Document segment.
[start]
These days, as I write my book, Denise and Sanders are everywhere, through the pages of our years in Libreville, popping up to visit when we live in Nice. They were with us in Fort Wayne when our cat was run over.


In April, Denise had a massive heart attack. She was in Bulgaria, in the final months of her posting in Sophia. She had to fly to D.C. for rehabilitation in May, leaving her family to finish the school year and pack out the house. Plans for their next posting in Ghana were nixed, and she got news that her heart wasn't recovering as well as they thought. She is doing well now, has a defibrillator implanted,  just in case.

In September, she came month of training in D.C., while her family stayed at the Colorado house they rent out when they are oversees. Denise found a position open in Belgium. They will get there in the next few days.

While Denise was in meetings, I popped into the National Coalition on School Diversity at Howard University. Author Susan Eaton, who has been a friend to The Reclamation Project, visited a few years ago and wrote this. I was able to catch the her keynote interview Nikole Hannah-Jones, journalist recently featured on NPR's This American Life with her story, The Problem We All Live With.


I didn't have time to walk around the grounds and explore, but did pause in front of this mural in the law building, where the conference took place.


I took the metro in DC and loved it. It brings back memories of France and city living without a car. In a city metro, people with different skin colors and economic realities, with different languages and and perspectives, are in one another's space. I think that's a key difference between communities in mid-sized cities like Fort Wayne, and cities with public transport that's truly used by everyone. There are few spaces in Fort Wayne where this happens.
[end]
(Dataset records)
[start]
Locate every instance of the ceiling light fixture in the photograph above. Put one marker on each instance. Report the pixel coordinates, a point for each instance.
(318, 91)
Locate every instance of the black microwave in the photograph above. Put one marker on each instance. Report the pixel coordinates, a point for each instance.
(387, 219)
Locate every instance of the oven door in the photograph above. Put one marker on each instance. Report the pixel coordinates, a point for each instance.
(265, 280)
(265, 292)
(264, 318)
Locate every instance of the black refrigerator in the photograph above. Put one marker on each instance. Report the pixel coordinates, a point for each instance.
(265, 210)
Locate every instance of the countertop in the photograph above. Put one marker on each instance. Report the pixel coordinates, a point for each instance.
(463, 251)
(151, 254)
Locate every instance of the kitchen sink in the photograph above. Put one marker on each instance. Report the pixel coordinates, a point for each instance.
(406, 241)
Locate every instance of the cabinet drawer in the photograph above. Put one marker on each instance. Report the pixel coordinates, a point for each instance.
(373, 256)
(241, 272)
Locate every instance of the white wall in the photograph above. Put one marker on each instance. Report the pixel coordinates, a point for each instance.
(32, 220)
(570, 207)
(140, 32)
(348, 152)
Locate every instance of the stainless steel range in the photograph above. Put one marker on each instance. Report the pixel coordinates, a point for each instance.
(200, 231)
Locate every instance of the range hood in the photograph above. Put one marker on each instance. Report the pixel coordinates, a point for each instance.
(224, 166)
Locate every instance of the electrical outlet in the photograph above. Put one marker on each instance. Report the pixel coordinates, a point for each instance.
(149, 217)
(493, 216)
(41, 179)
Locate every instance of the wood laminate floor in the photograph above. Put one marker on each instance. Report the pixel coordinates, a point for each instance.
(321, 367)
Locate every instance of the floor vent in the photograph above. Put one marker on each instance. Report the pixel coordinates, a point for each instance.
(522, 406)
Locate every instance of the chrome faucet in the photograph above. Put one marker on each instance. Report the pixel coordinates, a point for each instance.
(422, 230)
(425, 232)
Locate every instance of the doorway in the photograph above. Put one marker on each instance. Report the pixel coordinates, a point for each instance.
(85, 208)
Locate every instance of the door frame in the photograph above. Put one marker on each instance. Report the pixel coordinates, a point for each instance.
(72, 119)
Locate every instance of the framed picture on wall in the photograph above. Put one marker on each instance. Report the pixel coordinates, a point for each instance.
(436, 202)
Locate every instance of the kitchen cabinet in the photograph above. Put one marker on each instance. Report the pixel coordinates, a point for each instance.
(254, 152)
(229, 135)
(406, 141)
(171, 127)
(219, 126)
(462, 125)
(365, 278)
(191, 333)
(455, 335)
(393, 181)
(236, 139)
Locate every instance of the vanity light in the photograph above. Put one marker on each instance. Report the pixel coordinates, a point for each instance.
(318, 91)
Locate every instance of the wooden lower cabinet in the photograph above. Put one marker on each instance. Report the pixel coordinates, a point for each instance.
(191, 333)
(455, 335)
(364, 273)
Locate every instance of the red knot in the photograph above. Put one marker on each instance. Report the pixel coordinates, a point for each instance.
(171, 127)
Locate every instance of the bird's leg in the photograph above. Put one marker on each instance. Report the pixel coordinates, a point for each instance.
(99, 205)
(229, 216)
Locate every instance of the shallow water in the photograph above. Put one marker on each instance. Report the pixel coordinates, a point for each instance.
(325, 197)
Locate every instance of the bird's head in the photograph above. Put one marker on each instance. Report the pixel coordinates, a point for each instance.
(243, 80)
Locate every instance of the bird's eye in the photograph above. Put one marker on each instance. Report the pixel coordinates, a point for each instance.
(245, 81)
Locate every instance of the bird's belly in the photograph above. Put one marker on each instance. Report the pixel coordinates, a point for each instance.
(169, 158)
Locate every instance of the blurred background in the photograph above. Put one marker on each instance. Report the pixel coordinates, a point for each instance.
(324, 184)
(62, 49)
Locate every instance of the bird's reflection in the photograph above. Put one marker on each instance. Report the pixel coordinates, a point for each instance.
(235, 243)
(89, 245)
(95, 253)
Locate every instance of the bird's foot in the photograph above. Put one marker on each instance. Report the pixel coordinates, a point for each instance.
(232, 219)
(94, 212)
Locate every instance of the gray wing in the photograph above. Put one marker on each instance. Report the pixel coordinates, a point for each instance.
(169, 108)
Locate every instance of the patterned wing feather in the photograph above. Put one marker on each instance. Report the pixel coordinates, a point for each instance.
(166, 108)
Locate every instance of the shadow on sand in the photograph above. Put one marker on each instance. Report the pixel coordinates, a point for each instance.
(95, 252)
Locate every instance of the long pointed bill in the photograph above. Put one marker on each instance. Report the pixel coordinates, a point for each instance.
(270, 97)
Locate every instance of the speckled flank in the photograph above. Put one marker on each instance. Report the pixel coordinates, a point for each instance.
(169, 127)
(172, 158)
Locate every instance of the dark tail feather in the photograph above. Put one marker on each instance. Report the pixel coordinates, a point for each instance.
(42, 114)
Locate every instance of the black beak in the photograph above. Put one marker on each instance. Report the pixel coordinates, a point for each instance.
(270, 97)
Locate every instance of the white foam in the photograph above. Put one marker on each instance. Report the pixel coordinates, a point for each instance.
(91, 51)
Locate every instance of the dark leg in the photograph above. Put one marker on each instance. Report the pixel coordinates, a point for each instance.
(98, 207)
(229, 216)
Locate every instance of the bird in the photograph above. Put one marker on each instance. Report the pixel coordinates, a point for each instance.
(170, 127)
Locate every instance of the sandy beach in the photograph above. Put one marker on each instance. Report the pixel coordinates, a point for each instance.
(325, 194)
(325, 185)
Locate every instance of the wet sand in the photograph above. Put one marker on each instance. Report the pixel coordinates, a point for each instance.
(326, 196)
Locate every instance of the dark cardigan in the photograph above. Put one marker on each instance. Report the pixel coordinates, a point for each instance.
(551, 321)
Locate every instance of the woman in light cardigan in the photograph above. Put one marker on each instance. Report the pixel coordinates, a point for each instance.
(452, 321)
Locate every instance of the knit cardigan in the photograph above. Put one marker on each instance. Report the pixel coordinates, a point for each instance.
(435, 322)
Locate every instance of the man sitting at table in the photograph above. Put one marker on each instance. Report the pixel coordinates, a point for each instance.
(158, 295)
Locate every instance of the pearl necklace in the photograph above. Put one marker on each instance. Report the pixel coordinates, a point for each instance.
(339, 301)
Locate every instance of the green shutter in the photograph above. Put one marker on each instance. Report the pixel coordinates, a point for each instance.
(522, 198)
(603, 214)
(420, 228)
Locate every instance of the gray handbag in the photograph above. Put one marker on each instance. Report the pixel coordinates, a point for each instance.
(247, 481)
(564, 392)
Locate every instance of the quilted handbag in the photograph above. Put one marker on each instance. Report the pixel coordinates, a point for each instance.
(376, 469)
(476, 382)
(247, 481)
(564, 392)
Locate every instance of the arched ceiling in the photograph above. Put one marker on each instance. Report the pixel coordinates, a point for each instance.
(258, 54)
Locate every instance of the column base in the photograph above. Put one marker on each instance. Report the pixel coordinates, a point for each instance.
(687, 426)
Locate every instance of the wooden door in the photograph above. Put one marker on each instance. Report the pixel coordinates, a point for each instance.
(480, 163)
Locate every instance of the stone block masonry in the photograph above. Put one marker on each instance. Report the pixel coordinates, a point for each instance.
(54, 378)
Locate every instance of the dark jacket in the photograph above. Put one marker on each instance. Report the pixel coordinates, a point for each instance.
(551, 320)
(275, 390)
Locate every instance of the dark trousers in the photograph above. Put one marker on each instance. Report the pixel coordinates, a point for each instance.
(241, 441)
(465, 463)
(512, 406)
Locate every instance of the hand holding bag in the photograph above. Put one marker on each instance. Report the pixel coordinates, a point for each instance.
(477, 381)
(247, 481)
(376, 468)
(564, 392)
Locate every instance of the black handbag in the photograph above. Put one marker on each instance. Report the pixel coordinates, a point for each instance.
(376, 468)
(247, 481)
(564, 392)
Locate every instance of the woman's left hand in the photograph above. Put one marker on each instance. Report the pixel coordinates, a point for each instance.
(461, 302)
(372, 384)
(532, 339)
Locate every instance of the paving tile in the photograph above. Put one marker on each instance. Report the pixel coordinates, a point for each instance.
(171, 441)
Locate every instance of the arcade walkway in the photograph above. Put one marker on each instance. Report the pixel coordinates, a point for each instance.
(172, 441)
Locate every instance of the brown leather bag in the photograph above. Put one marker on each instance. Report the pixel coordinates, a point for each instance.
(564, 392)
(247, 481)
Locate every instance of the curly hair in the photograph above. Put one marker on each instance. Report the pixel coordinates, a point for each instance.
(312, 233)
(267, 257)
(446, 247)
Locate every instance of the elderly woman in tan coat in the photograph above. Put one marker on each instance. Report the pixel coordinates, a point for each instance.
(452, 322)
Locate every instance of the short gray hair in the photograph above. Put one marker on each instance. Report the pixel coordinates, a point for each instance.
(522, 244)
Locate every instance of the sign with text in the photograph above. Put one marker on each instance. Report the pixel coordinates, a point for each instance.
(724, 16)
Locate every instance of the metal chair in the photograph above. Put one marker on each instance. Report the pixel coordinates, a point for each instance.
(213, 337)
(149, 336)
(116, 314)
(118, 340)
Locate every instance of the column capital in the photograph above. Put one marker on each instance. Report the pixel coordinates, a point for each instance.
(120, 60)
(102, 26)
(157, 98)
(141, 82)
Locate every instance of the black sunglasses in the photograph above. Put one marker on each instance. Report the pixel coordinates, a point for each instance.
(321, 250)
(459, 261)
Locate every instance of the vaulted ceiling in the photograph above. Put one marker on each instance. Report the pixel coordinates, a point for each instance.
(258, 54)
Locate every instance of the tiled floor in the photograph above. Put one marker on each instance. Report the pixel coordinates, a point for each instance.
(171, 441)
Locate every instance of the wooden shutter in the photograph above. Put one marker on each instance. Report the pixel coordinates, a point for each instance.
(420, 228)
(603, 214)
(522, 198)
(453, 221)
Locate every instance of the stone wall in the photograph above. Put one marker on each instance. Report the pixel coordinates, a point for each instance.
[end]
Instruction 1.
In the passage, which country did Denise find a position open in?
Instruction 2.
Pull out every line of the records that contains the string "column". Treat uppercase and lowercase as different.
The passage and the records come from separate, unrelated sources.

Complete response 1.
Belgium.

Complete response 2.
Locate every instance of the column base in the photograph above. Put one marker on each instance. Report the pixel coordinates, a point for each instance.
Locate every instance of the column capital in the photograph above. Put one marker on each instance. Report the pixel coordinates, a point for each instance.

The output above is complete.